_OPDRACHTDOEL_.
Zet de tekst over de vouwboot Klepper Aerius voort, te beginnen na de laatste zin over de verbeterde productietechniek.

De boot
De Klepper Aerius

dwarsdoorsnede ter hoogte van een kuipspantje. sponsons zijn roze, langsdelen geel en zwart, spantje lichtbruin, aluminium delen grijs
Het ontwerp van de Klepper Aerius stamt uit 1953, of in ieder geval begin jaren '50, de verschillende bronnen zijn het niet allemaal eens.
De belangrijkste vernieuwing in de Aerius, en ook de reden voor zijn aanduiding was het toevoegen van twee luchtkamers (ook wel sponsons geheten) die aan beide zijden in de lengterichting tussen geraamte en huid liggen. Bij opblazen wordt de huid daarmee strak om het geraamte getrokken, terwijl ze meteen ook voor extra stabiliteit en drijfvermogen zorgen. Of Klepper de eerste hiermee was weet ik niet, feit is wel dat bijna alle andere vouwboten ze ook hebben.
Klepper ging nog een stap verder met de Aerius Quattro, die aan beide kanten twee luchtkamers boven elkaar heeft. Door de bovenste en onderste verschillend hard op te blazen kan de vorm van de romp, en daarmee ook de vaareigenschappen gewijzigd worden. Met de onderste hard opgeblazen heeft de romp een U vorm, is extreem stabiel, heeft groot draagvermogen maar is niet erg snel. Met alleen de bovenste opgeblazen heeft de romp meer een V vorm, en is de boot snel en net zo stabiel als een normale Aerius.
Hoewel de basisvorm van de Aerius sindsdien niet meer veranderd is zijn er in de loop van de tijd natuurlijk nog wel kleine aanpassingen geweest. Op sommige punten is er toch wel een tamelijk groot verschil tussen een geraamte uit 1955 en dat uit 1999. Ook na 1999 zijn de ontwikkelingen niet gestopt, de modellen na 1999 hebben bijvoorbeeld standaard een verstelbaar zitje gekregen, ook handig, maar een vaste is wel sneller te monteren!
Ook is in de loop der jaren de productietechniek aanmerkelijk verbeterd. Met moderne computergestuurde machines is een veel grotere nauwkeurigheid te bereiken, wat weer tot gevolg heeft dat de boot beter past en stijver te maken is, en dus beter vaart.

_VERZAMELD MATERIAAL_.

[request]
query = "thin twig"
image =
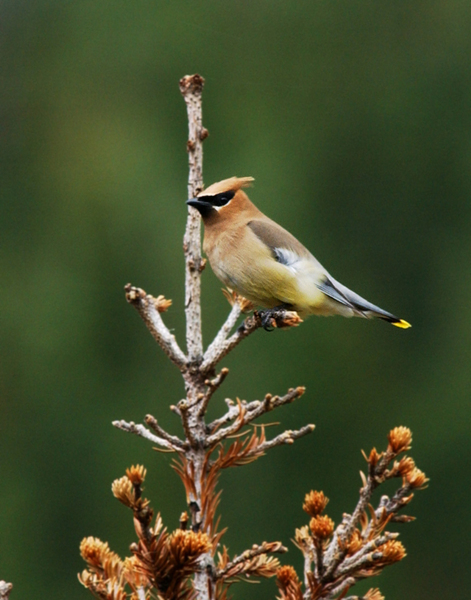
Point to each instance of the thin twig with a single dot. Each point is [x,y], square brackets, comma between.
[216,353]
[141,431]
[259,409]
[287,437]
[358,560]
[160,431]
[185,415]
[214,348]
[213,385]
[265,548]
[191,87]
[145,305]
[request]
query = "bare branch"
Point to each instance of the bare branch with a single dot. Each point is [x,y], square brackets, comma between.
[287,437]
[252,411]
[185,415]
[216,353]
[265,548]
[145,305]
[141,431]
[191,87]
[362,557]
[215,347]
[213,385]
[160,431]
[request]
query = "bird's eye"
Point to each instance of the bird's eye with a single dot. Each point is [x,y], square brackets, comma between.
[222,198]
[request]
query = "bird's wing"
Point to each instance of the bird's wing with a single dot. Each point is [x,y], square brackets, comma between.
[284,246]
[330,288]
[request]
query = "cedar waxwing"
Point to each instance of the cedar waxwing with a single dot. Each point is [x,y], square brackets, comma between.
[258,259]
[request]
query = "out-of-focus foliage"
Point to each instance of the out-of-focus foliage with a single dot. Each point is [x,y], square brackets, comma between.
[354,119]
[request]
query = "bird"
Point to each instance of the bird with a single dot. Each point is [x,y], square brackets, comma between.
[261,261]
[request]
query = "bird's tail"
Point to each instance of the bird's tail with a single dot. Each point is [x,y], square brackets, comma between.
[359,305]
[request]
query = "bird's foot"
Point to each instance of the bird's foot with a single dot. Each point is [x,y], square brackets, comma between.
[273,317]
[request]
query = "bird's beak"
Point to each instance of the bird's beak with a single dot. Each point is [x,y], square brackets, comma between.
[200,205]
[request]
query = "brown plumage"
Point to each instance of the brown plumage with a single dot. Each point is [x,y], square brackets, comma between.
[257,258]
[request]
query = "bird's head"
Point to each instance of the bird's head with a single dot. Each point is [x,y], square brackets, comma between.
[221,197]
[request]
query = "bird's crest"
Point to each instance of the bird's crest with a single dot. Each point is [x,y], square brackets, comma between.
[232,184]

_ANTWOORD HIERONDER_.
Aerius II Expedition
Behalve de één en tweepersoons Aerius zijn er ook de kleinere Aerius 2000 (of Tramp, zoals hij tegenwoordig heet), de Aerius Quattro tweezitter die door zijn dubbele sponsons ultra stabiel en populair is bij zwaargewichten, zeilers en de militairen (voor wie hij "Commando" heet), en de Aerius XXL, voor 3 à 4 personen.
Sinds 2004 is er ook een verlengde uitvoering van de Aerius I.
De meeste modellen zijn in verschillende uitvoeringen leverbaar, de Basic en de Expedition, die eigenlijk alleen in de huid verschillen. De Basic heeft een lichtgrijze huid, de Expedition een zwarte huid met extra beschermingsstrips over de kiel en kimmen geplakt, en heeft standaard ook een aantal andere zaken zoals peddeltassen op het dek.
Eigenlijk is ook de Quattro een uitvoering van de gewone tweepersoons, alleen krijgt deze door zijn dubbele luchtkamers wel heel speciale eigenschappen. In de geraamtes bestaat geen verschil tussen de uitvoeringen, behalve dat de Quattro ook tegen meerprijs met zwartgelakt geraamte te bestellen is. De nieuwe verlengde Aerius I is trouwens ook in een Quattro uitvoering verkrijgbaar.
Naast alle Aerius modellen is er ook nog de Alu-lite, die met zijn aluminium frame en rits in het dek constructief en qua opbouwmethode nogal verschilt van de andere Kleppers.
Bij de foto's van mijn tochtje "IJmeer" is één (blauwe) Basic tweezitter te zien, een paar zijn Expeditions en de meeste andere zijn Quattro's. De beide éénzitters zijn (mintgroene) Expeditions.
De duurzaamheid is legendarisch, met een beetje zorg zou een geraamte minstens 50 jaar mee moeten kunnen, een huid zeker een jaar of 30. Over het algemeen kun je voor oudere boten ook nog alle onderdelen nabestellen, waarmee je door selectief vervangen de levensduur nog verder kan verlengen. Zo kwam ik een tijdje geleden een echtpaar in een tweepersoonsversie tegen. Ze hadden de boot al zo'n jaar of 40, en ze hadden pas een nieuwe huid gekocht, en de boot zag er weer als nieuw uit.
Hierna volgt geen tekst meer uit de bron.